::: Text extract

In my experience some people simply won't answer those questions - not because
they can't but because they aren't happy working that way. Of course, in some
situations you absolutely do need people who will _always_ work things through
from first principles and attempt to give as precise an estimate as they can,
but sometimes you don't.

------
Macsenour
A few years ago I was interviewed by Microsoft in Salt Lake City, now closed.
The job was a creative type job, a game designer. A fellow there said he was a
tough interviewer. He ONLY asked me brain teaser type questions. His first
question concerned a radio design 20 years from now. I drew what I thought it
might look like and he seemed unimpressed with my answer.

He then asked me this: "You and your family of 9 are on one side of the river,
there's a flash flood coming. There is a boat but it only holds 3 people. What
do you do?"

I said: "I get in the bow, row to the other side, and wave 'good luck' to my
family. See, I don't get along with my family very well."

He got a little agitated, and told me that in this case I love my family and
want to save them. He asked me to try again.

::::::
::: Dataset entries

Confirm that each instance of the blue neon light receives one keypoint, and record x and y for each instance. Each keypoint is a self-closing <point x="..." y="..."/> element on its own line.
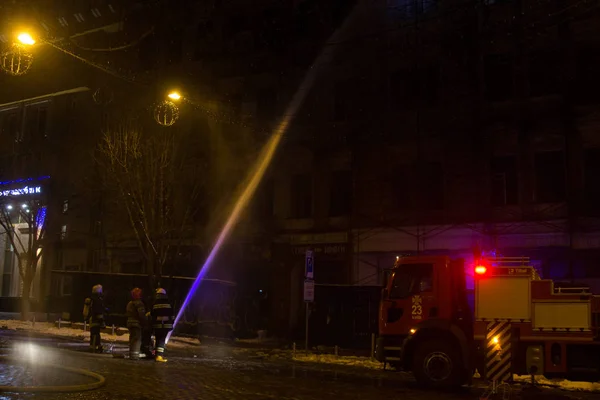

::::::
::: Dataset entries

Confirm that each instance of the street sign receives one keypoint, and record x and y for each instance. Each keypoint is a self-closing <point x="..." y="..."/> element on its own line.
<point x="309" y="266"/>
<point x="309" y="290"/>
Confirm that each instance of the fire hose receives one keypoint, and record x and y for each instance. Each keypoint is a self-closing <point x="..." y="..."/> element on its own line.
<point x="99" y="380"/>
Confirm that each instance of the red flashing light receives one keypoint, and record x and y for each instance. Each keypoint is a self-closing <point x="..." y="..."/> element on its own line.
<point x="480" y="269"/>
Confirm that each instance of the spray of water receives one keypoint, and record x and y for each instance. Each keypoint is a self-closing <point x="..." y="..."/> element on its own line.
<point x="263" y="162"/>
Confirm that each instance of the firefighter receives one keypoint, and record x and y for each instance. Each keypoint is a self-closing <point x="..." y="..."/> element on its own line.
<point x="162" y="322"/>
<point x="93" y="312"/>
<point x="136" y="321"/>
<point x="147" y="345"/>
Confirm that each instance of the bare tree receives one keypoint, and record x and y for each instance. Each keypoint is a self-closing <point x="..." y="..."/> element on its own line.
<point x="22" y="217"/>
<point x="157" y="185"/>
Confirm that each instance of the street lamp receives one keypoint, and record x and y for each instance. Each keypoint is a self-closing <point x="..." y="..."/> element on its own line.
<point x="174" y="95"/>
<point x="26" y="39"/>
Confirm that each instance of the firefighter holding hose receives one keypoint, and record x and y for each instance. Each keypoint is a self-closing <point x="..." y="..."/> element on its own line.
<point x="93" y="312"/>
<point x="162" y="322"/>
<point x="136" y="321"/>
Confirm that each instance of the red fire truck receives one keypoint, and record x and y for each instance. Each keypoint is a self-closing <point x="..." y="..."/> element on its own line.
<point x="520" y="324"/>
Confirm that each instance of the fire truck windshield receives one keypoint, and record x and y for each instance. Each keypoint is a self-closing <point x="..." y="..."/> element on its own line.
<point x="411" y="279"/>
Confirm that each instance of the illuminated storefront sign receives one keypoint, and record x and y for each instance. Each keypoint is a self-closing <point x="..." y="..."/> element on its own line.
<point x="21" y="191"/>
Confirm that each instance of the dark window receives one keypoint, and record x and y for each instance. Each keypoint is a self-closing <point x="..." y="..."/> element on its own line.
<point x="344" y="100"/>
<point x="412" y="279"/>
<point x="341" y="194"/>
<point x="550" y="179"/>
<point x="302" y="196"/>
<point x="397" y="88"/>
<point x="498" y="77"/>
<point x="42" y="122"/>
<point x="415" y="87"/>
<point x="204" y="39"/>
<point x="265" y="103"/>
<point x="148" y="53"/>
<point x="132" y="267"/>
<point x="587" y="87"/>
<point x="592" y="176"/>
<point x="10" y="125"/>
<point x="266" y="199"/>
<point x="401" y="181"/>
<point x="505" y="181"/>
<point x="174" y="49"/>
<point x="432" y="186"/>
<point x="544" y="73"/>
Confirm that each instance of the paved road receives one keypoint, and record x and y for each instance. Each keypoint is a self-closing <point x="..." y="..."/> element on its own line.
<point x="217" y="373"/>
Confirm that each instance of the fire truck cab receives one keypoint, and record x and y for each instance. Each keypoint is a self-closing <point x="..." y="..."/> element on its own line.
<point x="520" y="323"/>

::::::

What the task requires
In the forum thread, what job was the Microsoft interview for?

Result below
A game designer.